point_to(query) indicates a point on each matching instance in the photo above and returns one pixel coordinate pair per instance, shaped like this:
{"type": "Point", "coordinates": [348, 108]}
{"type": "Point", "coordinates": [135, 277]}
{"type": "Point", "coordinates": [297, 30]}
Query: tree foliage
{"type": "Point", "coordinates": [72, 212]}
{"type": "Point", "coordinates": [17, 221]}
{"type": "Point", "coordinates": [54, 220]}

------------

Each entry above must be set down again without alteration.

- Expected output -
point_to(query) indicates a point on each matching instance in the photo above and returns one pixel coordinate pair per instance, shaped like this:
{"type": "Point", "coordinates": [348, 108]}
{"type": "Point", "coordinates": [135, 277]}
{"type": "Point", "coordinates": [297, 30]}
Query: tree foliage
{"type": "Point", "coordinates": [72, 212]}
{"type": "Point", "coordinates": [17, 221]}
{"type": "Point", "coordinates": [54, 220]}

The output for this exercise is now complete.